| A fazer |
1. Devolva, sem alterações, a parte do trecho sobre o Lobo Cinzento que vai de "No dia 3 de" a "a bordo morreram.".
2. Reescreva em forma de lista o parágrafo do trecho sobre o Lobo Cinzento que começa com "Torres pilotava um hidroavião", mantendo seus fatos principais.

No dia 3 de julho daquele ano, o Lobo Cinzento foi avistado por um hidroavião da marinha norte-americana. A aeronave atacou, mas sofreu um revide fatal: acabou abatida e todos os americanos a bordo morreram.
A história seria diferente na manhã de 31 de julho. "O código, em inglês, dizia 'submarino avistado e afundado'", narra a FAB. "[…] o então aspirante Alberto Martins Torres [1919-2001] foi o primeiro brasileiro a transmitir essa mensagem de vitória".
Torres pilotava um hidroavião PBY-5 Catalina. Alertado pelo rádio que o submarino estava perto, encontrou-o e partiu para o ataque. Em seu livro autobiográfico Overnight Tapachula: histórias de um aviador, publicado em 1985, ele recordou que "a menos de um quilômetro do submarino podíamos ver nitidamente as suas peças de artilharia e o traçado poligônico de sua camuflagem que variava do cinza claro ao azul cobalto".

| Seção de dados |
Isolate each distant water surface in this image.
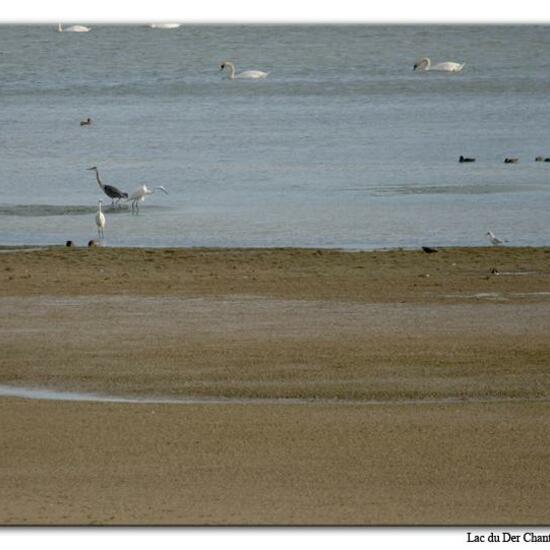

| Respostas |
1.
No dia 3 de julho daquele ano, o Lobo Cinzento foi avistado por um hidroavião da marinha norte-americana. A aeronave atacou, mas sofreu um revide fatal: acabou abatida e todos os americanos a bordo morreram.

2.
- Torres pilotava um hidroavião PBY-5 Catalina.
- Alertado pelo rádio de que o submarino estava perto, ele o encontrou e partiu para o ataque.
- Em 1985, publicou o livro autobiográfico Overnight Tapachula: histórias de um aviador.
- No livro, recordou que, a menos de um quilômetro do submarino, era possível ver nitidamente suas peças de artilharia.
- Recordou também o traçado poligônico da camuflagem do submarino, que variava do cinza claro ao azul cobalto.